■ PROBLEM TO SOLVE
Can you quote the records below in full, word for word?

■ ■ ■

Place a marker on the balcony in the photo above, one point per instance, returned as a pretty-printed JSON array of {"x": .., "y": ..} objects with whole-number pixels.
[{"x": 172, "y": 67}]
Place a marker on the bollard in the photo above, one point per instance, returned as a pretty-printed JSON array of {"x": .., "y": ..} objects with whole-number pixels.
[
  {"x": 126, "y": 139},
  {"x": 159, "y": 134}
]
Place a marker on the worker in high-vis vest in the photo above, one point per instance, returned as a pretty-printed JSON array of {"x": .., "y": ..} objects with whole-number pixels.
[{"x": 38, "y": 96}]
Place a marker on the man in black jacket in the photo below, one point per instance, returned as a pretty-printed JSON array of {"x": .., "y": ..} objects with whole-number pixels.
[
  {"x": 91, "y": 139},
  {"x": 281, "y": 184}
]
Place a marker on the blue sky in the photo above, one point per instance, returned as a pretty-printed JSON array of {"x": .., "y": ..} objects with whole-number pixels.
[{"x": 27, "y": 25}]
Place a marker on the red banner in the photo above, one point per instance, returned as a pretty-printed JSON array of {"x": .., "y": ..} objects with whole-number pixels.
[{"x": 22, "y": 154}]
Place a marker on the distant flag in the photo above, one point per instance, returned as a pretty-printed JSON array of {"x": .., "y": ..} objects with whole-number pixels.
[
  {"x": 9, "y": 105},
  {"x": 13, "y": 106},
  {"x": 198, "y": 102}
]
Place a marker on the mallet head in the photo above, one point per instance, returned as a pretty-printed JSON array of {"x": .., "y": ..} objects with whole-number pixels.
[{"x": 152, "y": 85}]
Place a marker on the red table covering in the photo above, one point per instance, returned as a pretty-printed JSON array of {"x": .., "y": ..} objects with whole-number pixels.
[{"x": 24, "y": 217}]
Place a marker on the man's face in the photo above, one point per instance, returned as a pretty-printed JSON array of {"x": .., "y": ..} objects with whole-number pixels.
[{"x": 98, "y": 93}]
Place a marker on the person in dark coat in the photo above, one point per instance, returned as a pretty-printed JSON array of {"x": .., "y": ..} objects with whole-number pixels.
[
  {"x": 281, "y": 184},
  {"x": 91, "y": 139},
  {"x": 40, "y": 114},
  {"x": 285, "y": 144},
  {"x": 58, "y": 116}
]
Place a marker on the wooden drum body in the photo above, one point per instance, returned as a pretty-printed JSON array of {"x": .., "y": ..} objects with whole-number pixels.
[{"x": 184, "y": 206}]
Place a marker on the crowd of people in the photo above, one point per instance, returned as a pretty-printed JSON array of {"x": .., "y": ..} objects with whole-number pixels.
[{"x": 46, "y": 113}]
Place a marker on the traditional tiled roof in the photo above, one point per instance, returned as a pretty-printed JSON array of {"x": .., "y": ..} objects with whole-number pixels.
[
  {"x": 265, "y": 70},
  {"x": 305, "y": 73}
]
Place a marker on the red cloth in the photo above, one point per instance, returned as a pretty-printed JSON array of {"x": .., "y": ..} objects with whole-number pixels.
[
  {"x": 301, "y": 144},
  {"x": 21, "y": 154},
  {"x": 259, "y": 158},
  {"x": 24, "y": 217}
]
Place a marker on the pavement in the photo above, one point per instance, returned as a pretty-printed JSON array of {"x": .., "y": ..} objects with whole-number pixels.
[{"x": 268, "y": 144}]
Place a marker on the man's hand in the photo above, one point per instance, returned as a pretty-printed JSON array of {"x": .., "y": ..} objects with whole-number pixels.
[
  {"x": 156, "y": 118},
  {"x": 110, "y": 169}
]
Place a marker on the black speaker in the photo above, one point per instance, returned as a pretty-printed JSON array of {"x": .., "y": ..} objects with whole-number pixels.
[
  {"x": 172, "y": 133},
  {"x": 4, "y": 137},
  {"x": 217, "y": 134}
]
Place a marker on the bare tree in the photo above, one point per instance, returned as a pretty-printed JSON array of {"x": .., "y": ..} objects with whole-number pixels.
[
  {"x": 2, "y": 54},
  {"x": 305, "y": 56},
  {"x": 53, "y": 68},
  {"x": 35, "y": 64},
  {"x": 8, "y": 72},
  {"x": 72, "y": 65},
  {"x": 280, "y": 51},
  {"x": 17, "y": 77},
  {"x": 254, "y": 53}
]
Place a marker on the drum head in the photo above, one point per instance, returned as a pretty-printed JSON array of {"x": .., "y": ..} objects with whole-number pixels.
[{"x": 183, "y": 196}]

■ ■ ■

■ RESULT BELOW
Place a marker on the balcony in the photo above, one point per instance, returned as a pretty-printed JSON array of {"x": .., "y": ..} objects with whole-number pixels.
[{"x": 172, "y": 67}]
Place a marker on the bollard in the photo above, one point per instance, returned as a pretty-printed JSON array of {"x": .., "y": ..} objects with whole-number pixels.
[
  {"x": 126, "y": 139},
  {"x": 159, "y": 134}
]
Place a marker on the worker in high-vis vest in the photo above, one point per instance, returned as a pretty-printed JSON array of {"x": .., "y": ..} objects with whole-number pixels.
[{"x": 38, "y": 96}]
Place a marker on the man in black jacket in the photo below, one point per instance, returned as a pretty-printed JSON array of {"x": .., "y": ..} objects with whole-number pixels.
[
  {"x": 91, "y": 139},
  {"x": 281, "y": 184}
]
Place a marker on the blue sky in the photo above, one point per instance, returned as a pretty-printed JSON array of {"x": .., "y": ..} objects with whole-number pixels.
[{"x": 27, "y": 25}]
Place a marker on the red banner in the photo above, one point per instance, returned as a pretty-printed JSON array of {"x": .., "y": ..} objects with whole-number pixels.
[{"x": 22, "y": 154}]
Place a marker on the distant flag in the photo above, one point per instance, returned as a pretty-printed JSON array of {"x": .., "y": ..} objects with whole-number pixels.
[
  {"x": 9, "y": 105},
  {"x": 13, "y": 106},
  {"x": 198, "y": 102}
]
Place a marker on the mallet head in the photo above, one point per instance, returned as a pretty-printed JSON array of {"x": .., "y": ..} objects with whole-number pixels.
[{"x": 152, "y": 85}]
Place a marker on the red table covering in the photo above, one point per instance, returned as a pretty-printed JSON array of {"x": .., "y": ..} objects with whole-number pixels.
[{"x": 24, "y": 217}]
Place a marker on the man's face in the photo above, one point per instance, returned as a pretty-printed JSON array of {"x": .., "y": ..} objects with whole-number pixels.
[{"x": 98, "y": 93}]
Place a marker on the person in dark coat in the photo above, one point per instance, returned as a pretty-printed JSON array of {"x": .., "y": ..} objects with whole-number pixels.
[
  {"x": 281, "y": 184},
  {"x": 91, "y": 139},
  {"x": 40, "y": 114},
  {"x": 285, "y": 144},
  {"x": 58, "y": 116}
]
Place a marker on the wooden drum body in the photo above, one point per instance, returned as a pretty-printed JSON array of {"x": .., "y": ..} objects with whole-number pixels.
[{"x": 184, "y": 206}]
Place a marker on the crowd of people in the photo above, one point per instance, returned as a pretty-printed JSON array of {"x": .., "y": ..} objects with whole-number pixels.
[{"x": 46, "y": 113}]
Place a marker on the traditional tiled roof in the photo above, one point per instance, returned as a pretty-printed JSON array of {"x": .., "y": ..} objects with whole-number pixels.
[
  {"x": 265, "y": 70},
  {"x": 305, "y": 73}
]
Place a marker on the red cloth in the photo above, one point per instance, returned as a pretty-printed JSON array of {"x": .., "y": ..} objects with whole-number pixels.
[
  {"x": 301, "y": 144},
  {"x": 21, "y": 154},
  {"x": 259, "y": 158},
  {"x": 24, "y": 217}
]
Place a marker on the pavement in the photo above, one point per instance, returned as a pretty-printed JSON array of {"x": .., "y": ..} objects with whole-number pixels.
[{"x": 268, "y": 144}]
Place a marker on the man's hand in the photo above, one point per instance, returned as a pretty-printed JSON array of {"x": .., "y": ..} objects with whole-number pixels.
[
  {"x": 156, "y": 118},
  {"x": 110, "y": 169}
]
Place a marker on the black speaker in the photo above, one point per instance, returned as a pretty-printed JSON array of {"x": .., "y": ..} objects with whole-number pixels.
[
  {"x": 172, "y": 133},
  {"x": 4, "y": 137},
  {"x": 217, "y": 134}
]
Place a marker on the bare tree in the photo above, one point per instance, returned as a pretty-printed JSON array of {"x": .., "y": ..} objects with whole-number pixels.
[
  {"x": 2, "y": 54},
  {"x": 305, "y": 56},
  {"x": 53, "y": 68},
  {"x": 35, "y": 64},
  {"x": 8, "y": 72},
  {"x": 72, "y": 65},
  {"x": 280, "y": 51},
  {"x": 17, "y": 77},
  {"x": 254, "y": 53}
]
Place a marker on the drum head in the photo above, one point per instance, returned as a pretty-printed JSON array of {"x": .., "y": ..} objects with whole-number pixels.
[{"x": 183, "y": 196}]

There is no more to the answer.